Problem details => Reproduce the following lines exactly, omitting the pictures from your answer.

Data rows =>
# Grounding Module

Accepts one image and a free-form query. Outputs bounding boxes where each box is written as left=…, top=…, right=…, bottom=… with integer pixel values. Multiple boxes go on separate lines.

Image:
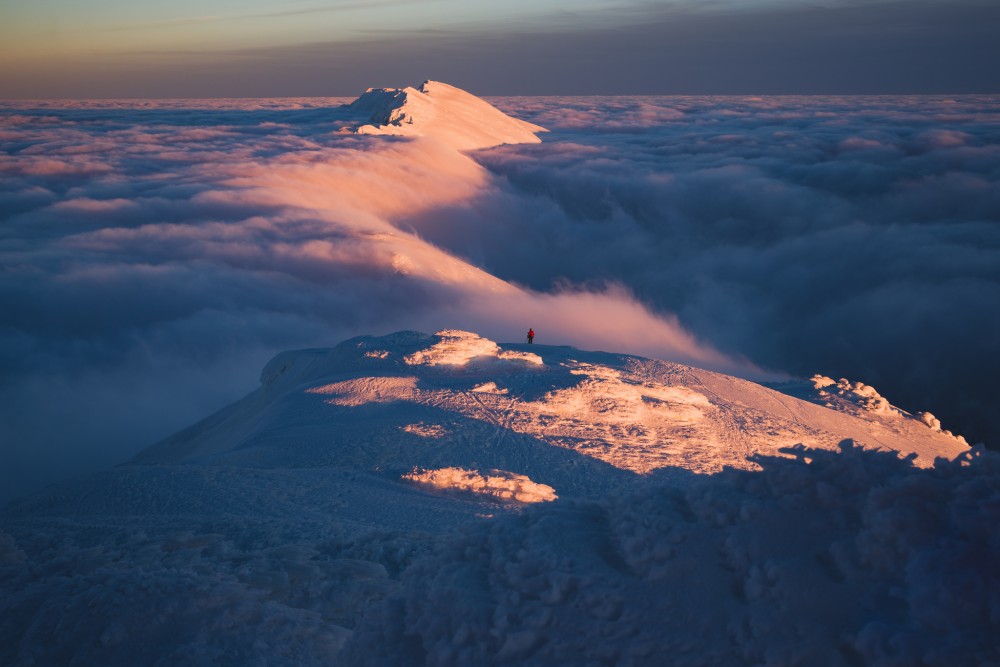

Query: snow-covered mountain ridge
left=133, top=331, right=967, bottom=496
left=0, top=330, right=988, bottom=667
left=351, top=81, right=546, bottom=150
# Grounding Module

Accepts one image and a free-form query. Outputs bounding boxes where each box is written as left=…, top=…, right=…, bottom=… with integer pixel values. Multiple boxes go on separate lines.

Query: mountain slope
left=133, top=331, right=967, bottom=496
left=0, top=331, right=984, bottom=667
left=351, top=81, right=546, bottom=150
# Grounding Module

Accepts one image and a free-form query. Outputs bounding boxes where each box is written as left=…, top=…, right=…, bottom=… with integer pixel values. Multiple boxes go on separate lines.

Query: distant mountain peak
left=351, top=80, right=547, bottom=150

Output for this task =>
# Grounding Module

Accepts one image and a free-form query. Outputs bounding boxes where each box is written as left=…, top=…, right=…, bottom=… with integer pixel values. Multiple boxes go on separate lines.

Image:

Query: snow-covered mountain ridge
left=133, top=331, right=967, bottom=496
left=0, top=330, right=988, bottom=667
left=351, top=81, right=546, bottom=150
# Grounding Module

Accepts one image and a free-form query. Outputs bounding boxes where each box is written as left=…, top=…, right=…, bottom=… with integer pixel values. Multiple boxes go on separate lines.

Query: mountain slope
left=133, top=331, right=967, bottom=496
left=0, top=331, right=984, bottom=667
left=351, top=81, right=546, bottom=150
# Grounding Module

Accepts one image and a free-form query. Outputs bounding boxes where each box is written as left=…, top=…, right=…, bottom=… with integer pixel values. Multiple boxes go on separate lines.

Query: distant mountain peak
left=351, top=80, right=547, bottom=150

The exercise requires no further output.